> **Text to read**:
----

Mr. ROBBINS. I left session yesterday afternoon at 4. I stopped by home and picked up my brother and we drove all night. I got here at noon today.

Senator DOLE. Thank you. If anybody has any relatives in that area, they might write to them because that's a commitment to drive all night to indicate his concern for the problem affecting his district. Our next witness is Peggy Arensman. Peggy, I'll let you explain your organization because it's a very effective group, called WIFE. STATEMENT OF PEGGY ARENSMAN, WOMEN INVOLVED IN

FARM ECONOMICS

Mrs. ARENSMAN. Thank you. I have people who ask me if I'm bragging if I'm married, and actually I am, but we are a group of farm women, Women Involved in Farm Economics, and we're mainly a lobbying group and a self-education group.

My name is Peggy Arensman. I am the Kansas president of Women Involved in Farm Economics, commonly called WIFE. My husband and I are a wheat, alfalfa, and cattle farm close to Kinsley, Kans. You will note that I wear red. This is to denote that I am producing in the red. It isn't funny, folks.

Farmers have been locked into a large financial loss for years now. Some of us thought that we might feed our children from our oil checks.

When we purchased our land, our abstracts read that we had obtained the mineral rights. We had paid for them. But with just the signature of the President and the vote of our Congressmen and Senators, our paid representatives, once again, we lost what we paid for and needed for the support of our children. The windfall profit tax was nothing more than legal robbery. Every business and industry has a budget, and if hard pressed are forced to curtail their spending until they work themselves out of their difficulties. This is exactly what our Federal Government must do. Not levy more taxes upon the citizens. When all forms of taxes are added up, a family of four making $20,000 now pays 47 percent of his income in taxes. This is exclusive of the windfall profit tax.

The most basic needs of life are air, water, and food. The production of food in the quantities we have become accustomed to is dependent upon our oil supply. We in the food industry are most dependent upon our independent drillers, for they furnish 90 percent of our country's domestic industry.

When Carter was running for the Presidency in 1976, he promised us no increase in taxes. What did we get? The greatest increase ever levied, the windfall profit tax-$229 billion worth of taxes in 10 years. With the cheap food policy, this adds injury to insult for us farmers. Much governing the industry just does not make sense for a strong America or a strong oil industry. When policy is made for our Nation, our Government must put America first. For the most part, if policy benefits private business, it benefits America. Healthy business helps strengthen America. For instance, profits for independent producers

are plowed back into wells which produce more domestic oil. This generates new jobs, new taxes, and keeps the full monetary amount in this

country.

Windfall profit taxes are on domestic oil, not foreign oil. Therefore, it works backward by making foreign producers have a competitive edge over domestic producers.

Our double price standard for oil, domestic and foreign, should be reversed so that foreign oil gets the smaller price. This would benefit so many Americans. America can only help the rest of the world by keeping itself strong.

----

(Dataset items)
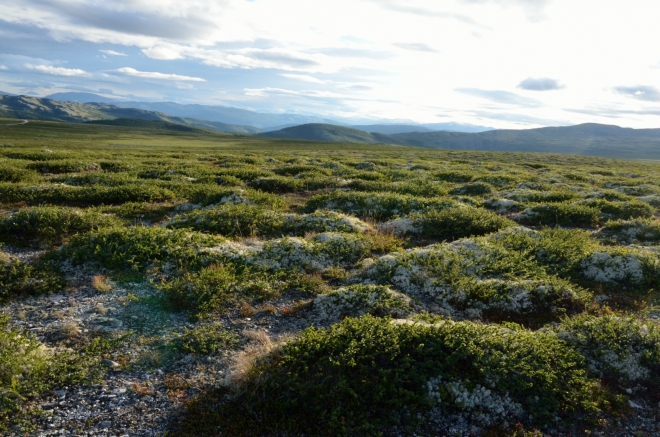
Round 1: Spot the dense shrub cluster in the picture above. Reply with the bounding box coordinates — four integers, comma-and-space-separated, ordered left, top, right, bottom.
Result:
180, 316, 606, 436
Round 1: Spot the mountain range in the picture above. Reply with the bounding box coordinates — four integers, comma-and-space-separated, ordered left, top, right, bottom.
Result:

----

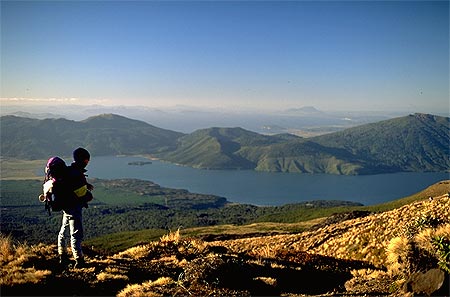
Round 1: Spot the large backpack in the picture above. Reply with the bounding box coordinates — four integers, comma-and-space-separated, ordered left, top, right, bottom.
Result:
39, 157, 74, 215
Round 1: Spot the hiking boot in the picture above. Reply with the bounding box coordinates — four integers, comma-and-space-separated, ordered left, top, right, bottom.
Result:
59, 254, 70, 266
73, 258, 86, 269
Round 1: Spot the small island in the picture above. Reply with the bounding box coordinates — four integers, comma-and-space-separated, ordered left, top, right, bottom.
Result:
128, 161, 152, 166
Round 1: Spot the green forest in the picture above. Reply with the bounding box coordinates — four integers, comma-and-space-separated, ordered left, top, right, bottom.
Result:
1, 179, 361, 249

----

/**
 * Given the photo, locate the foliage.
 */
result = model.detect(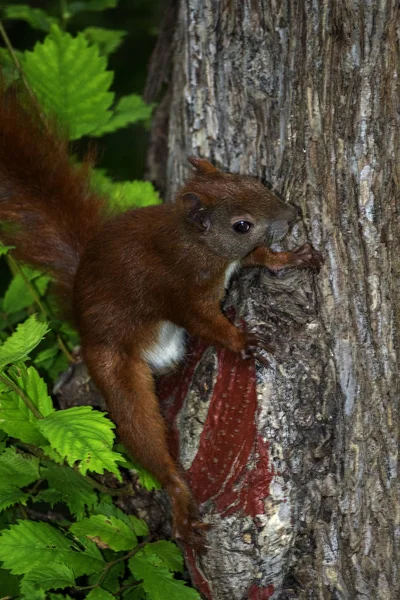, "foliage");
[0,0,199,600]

----

> **List of tasks**:
1) From the records, give as a numbered list the lines starting at the one that contains "Round 1: Spot the hiking" and ending at the one that contains "1, 179, 361, 249", with blank lines omitted.
2) Carry the hearing testimony on the windfall profit tax forward from its final sentence.
The records have no connection to the text.

> **Responses for each task**:
1)
1. Round 1: Spot the hiking boot in the picture above. Reply with the bounding box coordinates — four integers, comma-and-space-separated, ordered left, top, right, bottom.
2. Result:
3. 59, 254, 70, 266
4. 73, 258, 86, 269
5. Round 1: Spot the small island in the picture above. Reply with the bounding box coordinates — four integers, comma-and-space-separated, ordered left, top, right, bottom.
6. Result:
7. 128, 161, 152, 166
8. Round 1: Spot the green forest in the picture above. Reply with the bounding box coordinates — four integers, comma-and-space-separated, ordered left, top, right, bottom.
9. Result:
10. 1, 179, 361, 249

2)
Our operation had been receiving $800 to $900 a month oil checks. This last check was in the $300 range. This was the only way we thought we might provide for our children, as our farm enterprise has had such large loss. Now, this too had been legally stolen from us.

The United States is sending the private producers the message, your investment, your management ability, and your labor are worth nothing. This is a dangerous message. Our country was built on the independent competitive businessman.

Senator Dole and Senator Boren, we need your help in repealing the windfall profit tax for the benefit of all of us.

I thank you for the opportunity of testifying before you today. Senator BOREN. I'm glad to have heard your testimony, and I think you hit on a couple of points that certainly are important. To start out, this kind of a situation, this is the first time in the history that they've ever led to a windfall profit tax when someone is not making a profit. I think that's the start of it. The word profit only appeared in the title of that bill. It didn't appear anywhere else in the bill.

As we well know, it's not a tax on profit, it's an excise tax. As you pointed out, we have it all in reverse. If we want to produce more energy here at home and consume less energy from overseas, why is it that we discourage production here by a tax and literally encourage the companies in the oil operations overseas where they're not taxed?

I had a leading Japanese banker-and they understand economics pretty well-he said I thought you people wanted to produce more energy at home and consume less from overseas. I said that's right. He said I'm very puzzled. You say that we orientals are inscrutable. I think you're inscrutable. If you want to produce more at home and consume less from abroad, why do you tax your production at home and indirectly subsidize your consumption from overseas. I couldn't answer that.

But, we have to do something, which you put your finger on, and that is for the first time in the history of the world, we can look at the history of any country. We have countries before that have had tariffs, that have paid their own people more to produce something than we paid people in other countries. They protected their domestic interest. But never in the history of the world has any country had a policy that paid people more in another country to produce a product than we paid our own people, and we've managed to make economic history by doing this and that's exactly what we're doing.

Mrs. ARENSMAN. That's why we're called dumb Americans.

68-742 0 - 80 - 12

Senator BOREN. Thank you.

Senator DOLE. Peggy, I appreciate your testimony very much. It's straight out, to the point.

Mrs. ARENSMAN. Thank you, sir.

Senator DOLE. No punches pulled and hopefully that is the kind of testimony that will encourage my colleagues and help them understand this problem.

Again, I think we have to keep pointing out the facts. I do not suggest it was the media's fault, but I would guess that 90 percent of the network news on the windfall profit tax portrayed the tax as a tax on big oil. One heard at morning, at noon, and at night about how we were going to tax big oil. There was a feeling in the Congress-we watch the news programs too-that only big oil was affected by the tax. I think that you have indicated through your statement that there are a lot of people, average Americans, who are working and trying to educate their children, and who are now losing 35 percent of their income. These people have literally had a property right taken away from them without even a hearing. I do not remember any royalty owners appearing before the committee. We did not think we were going to tax most royalty owners when it left the Senate. Senator Boren was opposed to that. I was opposed to that. Most Senators were opposed to that, but then they added $50 billion in additional taxes in the conference. I appreciate your testimony and I thank you for coming.

Mrs. ARENSMAN. Thank you very much, sir.

Senator DOLE. Mr. Frazier, Steve Frazier, the Cowley Landowner Association, represents about 400 landowners.

Mr. FRAZIER. People.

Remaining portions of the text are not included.